YOUR INSTRUCTIONS — Below is a set of records. Repeat all of them exactly.

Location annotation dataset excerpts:

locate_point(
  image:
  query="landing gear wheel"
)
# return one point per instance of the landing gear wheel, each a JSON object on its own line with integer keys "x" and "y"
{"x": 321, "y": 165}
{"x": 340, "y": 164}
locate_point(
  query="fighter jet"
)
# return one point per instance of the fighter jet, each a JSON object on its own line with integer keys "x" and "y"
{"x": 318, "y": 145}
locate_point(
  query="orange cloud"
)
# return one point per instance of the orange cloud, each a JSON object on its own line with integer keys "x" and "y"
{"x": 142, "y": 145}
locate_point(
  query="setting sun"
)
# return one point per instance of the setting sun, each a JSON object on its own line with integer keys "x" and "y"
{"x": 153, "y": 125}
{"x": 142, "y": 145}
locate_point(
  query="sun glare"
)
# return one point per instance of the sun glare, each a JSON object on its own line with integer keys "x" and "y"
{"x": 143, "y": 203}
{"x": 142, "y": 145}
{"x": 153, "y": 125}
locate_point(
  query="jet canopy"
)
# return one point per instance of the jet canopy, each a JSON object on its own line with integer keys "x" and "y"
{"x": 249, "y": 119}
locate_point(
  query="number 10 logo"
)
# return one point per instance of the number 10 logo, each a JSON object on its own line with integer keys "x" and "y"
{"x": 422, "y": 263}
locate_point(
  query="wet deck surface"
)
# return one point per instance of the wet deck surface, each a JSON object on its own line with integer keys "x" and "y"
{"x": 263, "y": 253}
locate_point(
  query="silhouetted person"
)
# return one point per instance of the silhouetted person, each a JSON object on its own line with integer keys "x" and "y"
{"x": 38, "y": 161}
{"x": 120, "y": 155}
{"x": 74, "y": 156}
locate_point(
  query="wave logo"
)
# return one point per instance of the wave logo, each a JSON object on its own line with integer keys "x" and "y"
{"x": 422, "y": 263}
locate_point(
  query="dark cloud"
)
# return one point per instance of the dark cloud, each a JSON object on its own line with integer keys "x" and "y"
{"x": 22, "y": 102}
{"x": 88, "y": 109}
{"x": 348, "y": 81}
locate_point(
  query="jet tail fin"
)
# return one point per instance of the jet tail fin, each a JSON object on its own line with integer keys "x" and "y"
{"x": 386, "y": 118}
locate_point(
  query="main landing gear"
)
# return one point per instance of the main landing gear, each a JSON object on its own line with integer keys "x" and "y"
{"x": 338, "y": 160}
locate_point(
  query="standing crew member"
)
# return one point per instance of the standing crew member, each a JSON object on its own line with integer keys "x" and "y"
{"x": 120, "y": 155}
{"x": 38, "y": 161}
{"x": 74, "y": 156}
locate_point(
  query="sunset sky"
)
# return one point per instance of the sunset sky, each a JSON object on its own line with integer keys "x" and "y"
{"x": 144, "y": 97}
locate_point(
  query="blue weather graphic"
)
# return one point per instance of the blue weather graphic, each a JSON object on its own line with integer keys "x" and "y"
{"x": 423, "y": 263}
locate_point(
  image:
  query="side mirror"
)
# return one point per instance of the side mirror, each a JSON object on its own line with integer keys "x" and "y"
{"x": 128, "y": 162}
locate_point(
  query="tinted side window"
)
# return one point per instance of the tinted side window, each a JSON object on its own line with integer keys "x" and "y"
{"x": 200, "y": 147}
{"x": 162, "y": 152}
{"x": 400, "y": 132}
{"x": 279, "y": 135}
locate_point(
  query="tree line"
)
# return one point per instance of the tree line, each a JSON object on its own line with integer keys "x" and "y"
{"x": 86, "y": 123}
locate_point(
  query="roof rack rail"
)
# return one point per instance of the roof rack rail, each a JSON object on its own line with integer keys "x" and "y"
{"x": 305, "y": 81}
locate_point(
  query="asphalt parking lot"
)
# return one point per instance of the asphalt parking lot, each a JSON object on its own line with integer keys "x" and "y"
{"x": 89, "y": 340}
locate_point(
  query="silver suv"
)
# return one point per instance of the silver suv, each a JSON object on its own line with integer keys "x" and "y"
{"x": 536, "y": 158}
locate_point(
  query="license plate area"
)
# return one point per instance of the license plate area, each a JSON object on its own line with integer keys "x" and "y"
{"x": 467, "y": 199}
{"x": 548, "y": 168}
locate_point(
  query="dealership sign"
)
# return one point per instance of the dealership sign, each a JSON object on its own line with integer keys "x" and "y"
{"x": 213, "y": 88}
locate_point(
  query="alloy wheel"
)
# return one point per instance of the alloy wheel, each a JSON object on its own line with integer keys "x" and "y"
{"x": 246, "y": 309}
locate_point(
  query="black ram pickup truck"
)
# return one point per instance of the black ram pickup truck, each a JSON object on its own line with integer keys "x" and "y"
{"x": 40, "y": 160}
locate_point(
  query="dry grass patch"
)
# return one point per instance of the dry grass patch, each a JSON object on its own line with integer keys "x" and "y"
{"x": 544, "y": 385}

RESPONSE TO THIS EXERCISE —
locate_point(
  image:
  query="landing gear wheel"
)
# return one point per instance of the landing gear wheel, each a JSON object on its own line with integer keys "x" and "y"
{"x": 321, "y": 165}
{"x": 340, "y": 164}
locate_point(
  query="fighter jet"
)
# return one point per instance of the fighter jet, each a JSON object on its own line with integer keys "x" and "y"
{"x": 318, "y": 145}
locate_point(
  query="orange cloud"
)
# return one point per instance of the orange cloud, each a JSON object on its own line with integer keys "x" and "y"
{"x": 142, "y": 145}
locate_point(
  query="setting sun"
)
# return one point per instance of the setting sun, each a JSON object on its own line with integer keys "x" and "y"
{"x": 153, "y": 125}
{"x": 142, "y": 145}
locate_point(
  query="sun glare"
)
# return one point per instance of the sun glare, each a JSON object on its own line with integer keys "x" and "y"
{"x": 143, "y": 203}
{"x": 142, "y": 145}
{"x": 153, "y": 125}
locate_point(
  query="jet canopy"
)
# return one point per instance of the jet canopy, each a JSON object on its own line with integer keys "x" and "y"
{"x": 249, "y": 119}
locate_point(
  query="number 10 logo"
)
# return one point per instance of the number 10 logo, each a JSON object on its own line with integer keys "x" and "y"
{"x": 422, "y": 263}
locate_point(
  query="wet deck surface"
)
# return one point per instance of the wet deck surface, each a JSON object on its own line with integer keys "x" and "y"
{"x": 263, "y": 253}
locate_point(
  query="silhouetted person"
)
# return one point per instance of the silhouetted person, each a JSON object on its own line with integer keys "x" and "y"
{"x": 38, "y": 161}
{"x": 120, "y": 155}
{"x": 74, "y": 156}
locate_point(
  query="wave logo"
)
# return one point per instance of the wave logo, each a JSON object on its own line with integer keys "x" and "y"
{"x": 422, "y": 263}
locate_point(
  query="dark cloud"
)
# return one point per instance of the dark cloud, each a JSON object on its own line with integer keys "x" and "y"
{"x": 22, "y": 102}
{"x": 88, "y": 109}
{"x": 348, "y": 81}
locate_point(
  query="jet tail fin"
)
# return one point per instance of the jet tail fin, each a JSON object on its own line with integer keys "x" and "y"
{"x": 386, "y": 118}
locate_point(
  query="main landing gear"
)
# return one point per instance of the main landing gear, each a JSON object on its own line with integer keys "x" and "y"
{"x": 338, "y": 160}
locate_point(
  query="standing crew member"
)
# return one point per instance of the standing crew member, each a JSON object on its own line with integer keys "x" and "y"
{"x": 120, "y": 155}
{"x": 38, "y": 161}
{"x": 74, "y": 156}
locate_point(
  query="sunset sky"
)
# return one point per instance of the sunset sky, each a JSON object on its own line with integer keys "x" and "y"
{"x": 144, "y": 97}
locate_point(
  query="blue weather graphic"
)
# return one point per instance of the blue weather graphic, each a JSON object on its own line with integer keys "x" and "y"
{"x": 423, "y": 263}
locate_point(
  image:
  query="side mirror"
)
# return one point per instance of the side mirror, each a JSON object on its own line with integer keys "x" and "y"
{"x": 128, "y": 162}
locate_point(
  query="tinted side window"
)
# return one point per instance of the tinted side window, each a JSON object on its own line with integer keys "x" and "y"
{"x": 200, "y": 147}
{"x": 162, "y": 152}
{"x": 400, "y": 132}
{"x": 279, "y": 135}
locate_point(
  query="tree line"
)
# return one point per instance of the tree line, each a JSON object on its own line with integer keys "x" and "y"
{"x": 86, "y": 123}
locate_point(
  query="roof rack rail"
)
# return one point per instance of the roof rack rail, each a JSON object on its own line with integer keys "x" and "y"
{"x": 305, "y": 81}
locate_point(
  query="asphalt parking lot"
)
# return one point per instance of the asphalt parking lot, each a JSON object on its own line with integer keys "x" and "y"
{"x": 89, "y": 340}
locate_point(
  query="silver suv"
)
# return one point per instance of the silver suv, each a JSON object on its own line with integer keys "x" and "y"
{"x": 536, "y": 158}
locate_point(
  query="license plate area"
)
# return one point per instance of the license plate area, each a JSON object on its own line with integer keys "x" and "y"
{"x": 467, "y": 199}
{"x": 548, "y": 168}
locate_point(
  query="dealership sign"
)
# return one point per instance of the dealership sign, each a JSON object on its own line with integer keys "x" and "y"
{"x": 213, "y": 88}
locate_point(
  query="alloy wheel"
)
# return one point per instance of the alloy wheel, each a JSON object on its own line with integer keys "x" and "y"
{"x": 246, "y": 309}
locate_point(
  query="black ram pickup truck"
)
# return one point per instance of the black ram pickup truck, each a JSON object on its own line with integer keys "x" and "y"
{"x": 40, "y": 160}
locate_point(
  query="dry grass patch"
)
# return one point per instance of the dry grass patch, each a JSON object on its own line with integer keys "x" and "y"
{"x": 544, "y": 385}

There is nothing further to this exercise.